• [Requisitos das tarefas]:
1: De acordo com o trecho sobre Olavo Bilac e Coelho Neto, o que Bilac empenhou quando precisou fugir?
2: Transcreva sem nenhuma alteração a parte do trecho sobre Olavo Bilac e Coelho Neto que começa em "São personagens: Olavo" e vai até "Brasileira de Letras.".
3: Dê continuidade ao trecho sobre Olavo Bilac e Coelho Neto a partir da última frase apresentada.

• [Trecho do documento]:
══════

Não é para fazer comparação, mas é bom recordar que nem sempre o homem, funcionando como o vilão da história, merece repúdio total. Pinço de nossa vida literária um episódio que quase ninguém conhece, envolvendo dois monstros sagrados da bela época de nossas letras.
São personagens: Olavo Bilac, carioca, príncipe dos poetas, e Coelho Neto, maranhense, que encheu um tempo em nossa literatura até ser eleito alvo preferencial dos ataques daqueles que genericamente se intitulavam ""modernistas".
Bilac combatia a ditadura de Floriano Peixoto, foi preso e confinado, mesmo assim continuou a luta contra o ditador. Precisou fugir certa vez, estava de caixa baixa, empenhou as jóias da mãe. Quando as coisas melhoraram, voltou ao Rio e soube que as jóias iriam a leilão. Acabrunhado, procurou Coelho Neto, amigo do livreiro Francisco Alves -o mesmo que deixaria sua fortuna para a Academia Brasileira de Letras.

══════

Uma sequência de entradas:
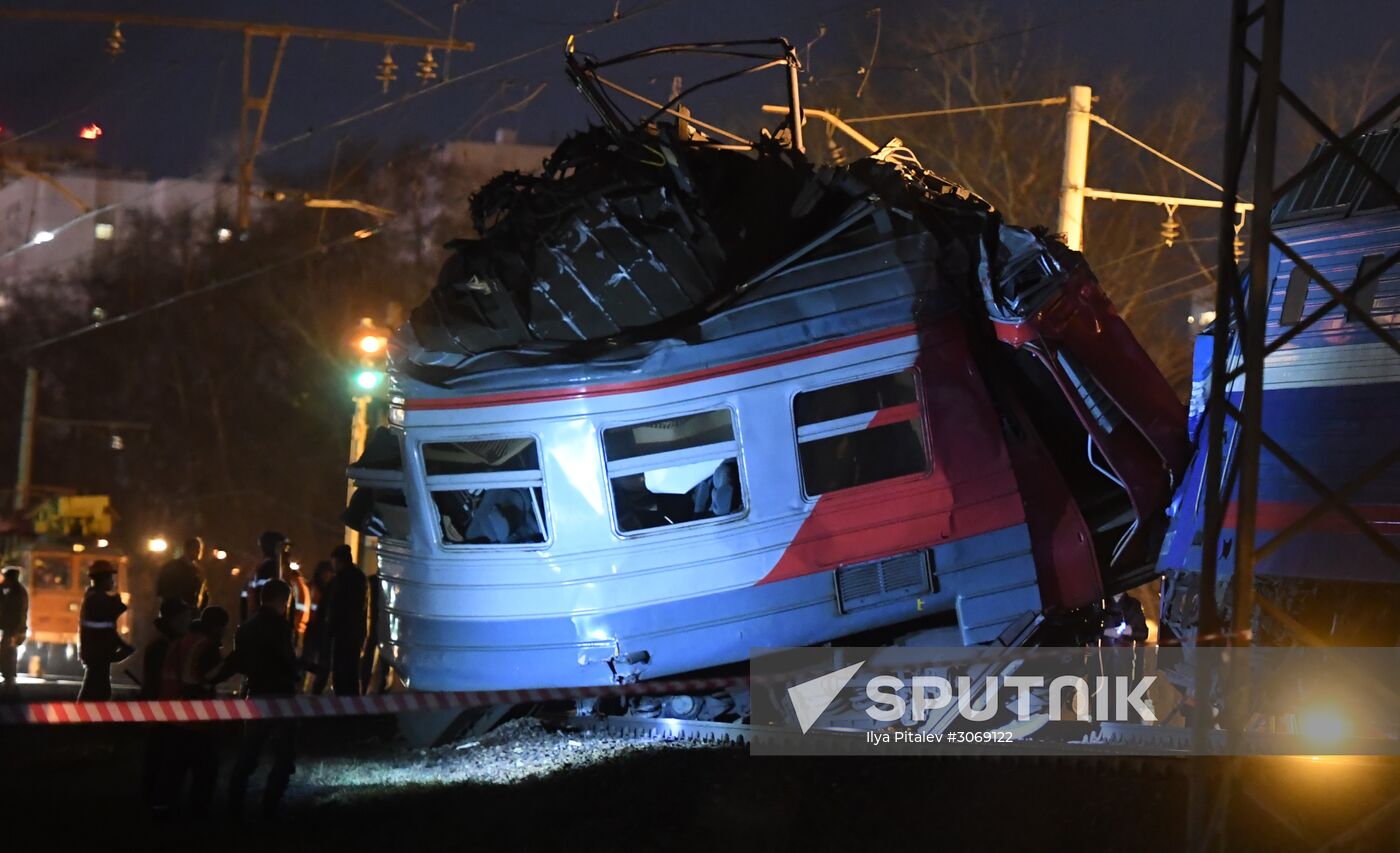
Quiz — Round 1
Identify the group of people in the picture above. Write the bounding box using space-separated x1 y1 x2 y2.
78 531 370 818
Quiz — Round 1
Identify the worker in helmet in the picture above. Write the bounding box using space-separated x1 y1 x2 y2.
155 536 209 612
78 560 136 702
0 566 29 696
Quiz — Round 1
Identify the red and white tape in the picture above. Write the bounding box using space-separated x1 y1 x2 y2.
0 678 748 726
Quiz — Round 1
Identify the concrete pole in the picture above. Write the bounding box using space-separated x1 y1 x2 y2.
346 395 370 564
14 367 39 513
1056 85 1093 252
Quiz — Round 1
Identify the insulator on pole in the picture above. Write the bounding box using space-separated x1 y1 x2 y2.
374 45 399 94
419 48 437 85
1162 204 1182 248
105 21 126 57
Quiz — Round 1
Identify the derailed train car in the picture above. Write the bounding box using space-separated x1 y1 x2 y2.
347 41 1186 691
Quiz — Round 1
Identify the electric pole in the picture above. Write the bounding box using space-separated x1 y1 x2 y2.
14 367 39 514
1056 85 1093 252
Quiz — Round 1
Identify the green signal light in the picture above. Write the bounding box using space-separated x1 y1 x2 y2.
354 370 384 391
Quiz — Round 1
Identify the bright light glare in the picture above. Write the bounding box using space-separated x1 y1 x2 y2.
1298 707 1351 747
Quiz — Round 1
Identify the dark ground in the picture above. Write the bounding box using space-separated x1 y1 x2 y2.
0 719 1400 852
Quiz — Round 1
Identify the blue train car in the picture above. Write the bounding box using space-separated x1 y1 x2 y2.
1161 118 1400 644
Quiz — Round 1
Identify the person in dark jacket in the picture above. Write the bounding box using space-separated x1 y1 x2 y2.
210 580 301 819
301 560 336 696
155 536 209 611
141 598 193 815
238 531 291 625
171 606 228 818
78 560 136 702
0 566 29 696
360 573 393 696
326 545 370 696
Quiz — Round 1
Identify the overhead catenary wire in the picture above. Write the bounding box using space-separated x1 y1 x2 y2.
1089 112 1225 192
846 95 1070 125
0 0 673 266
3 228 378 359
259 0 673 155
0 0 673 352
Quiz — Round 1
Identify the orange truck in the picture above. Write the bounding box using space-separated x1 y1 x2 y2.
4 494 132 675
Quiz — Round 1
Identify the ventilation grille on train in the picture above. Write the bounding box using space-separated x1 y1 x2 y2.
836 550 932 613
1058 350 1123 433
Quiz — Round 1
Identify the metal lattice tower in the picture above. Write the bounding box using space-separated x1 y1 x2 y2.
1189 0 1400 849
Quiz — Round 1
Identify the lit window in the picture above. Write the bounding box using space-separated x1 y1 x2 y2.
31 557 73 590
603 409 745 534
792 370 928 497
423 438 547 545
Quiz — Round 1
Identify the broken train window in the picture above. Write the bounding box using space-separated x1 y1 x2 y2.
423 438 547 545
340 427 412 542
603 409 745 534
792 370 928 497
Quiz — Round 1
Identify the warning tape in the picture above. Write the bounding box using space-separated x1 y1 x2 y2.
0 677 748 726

══════

• [Resultados por tarefa]:
1: As jóias da mãe.

2:
São personagens: Olavo Bilac, carioca, príncipe dos poetas, e Coelho Neto, maranhense, que encheu um tempo em nossa literatura até ser eleito alvo preferencial dos ataques daqueles que genericamente se intitulavam ""modernistas".
Bilac combatia a ditadura de Floriano Peixoto, foi preso e confinado, mesmo assim continuou a luta contra o ditador. Precisou fugir certa vez, estava de caixa baixa, empenhou as jóias da mãe. Quando as coisas melhoraram, voltou ao Rio e soube que as jóias iriam a leilão. Acabrunhado, procurou Coelho Neto, amigo do livreiro Francisco Alves -o mesmo que deixaria sua fortuna para a Academia Brasileira de Letras.

3:
Foram os dois, poeta e romancista, ao livreiro Alves, na esperança de um adiantamento por conta dos direitos autorais de algum livro que ainda poderia ser escrito. Era uma segunda-feira. O leilão das jóias seria na sexta. Alves perguntou se eles tinham algum original pronto. Não tinham. Fugindo da polícia de Floriano, o poeta guardara alguns sonetos esparsos, não davam para formar um volume. Coelho Neto naquele momento nada tinha na gaveta.
Alves perguntou se os dois não podiam fazer contos destinados aos alunos dos ginásios, aquela massa de leitores que hoje chamamos de público infanto-juvenil. Adotados nos colégios, os textos precisariam contar episódios da história do Brasil, temas cívicos, essas coisas. Sugeriu o título: ""Contos Pátrios". Preço da encomenda: quatro contos de réis. Pagaria metade na hora, metade contra a entrega dos originais, no final da semana.
Bilac e Neto se olharam. Teriam três dias para salvar as jóias do leilão. Toparam. Foram para casa, passaram os três dias escrevendo contos, um após outro. Varavam as noites na tarefa. Na sexta-feira, Alves recebeu os originais.
O maior prosador da época e o maior poeta de todo um tempo nacional assinariam em conjunto um livro escolar que venderia 105 mil exemplares -segundo informação de Felix Pacheco a Humberto de Campos. Seria um dos maiores best-sellers de nossa indústria editorial, um fenômeno se levarmos em conta que a população brasileira era de 20% em relação a de hoje.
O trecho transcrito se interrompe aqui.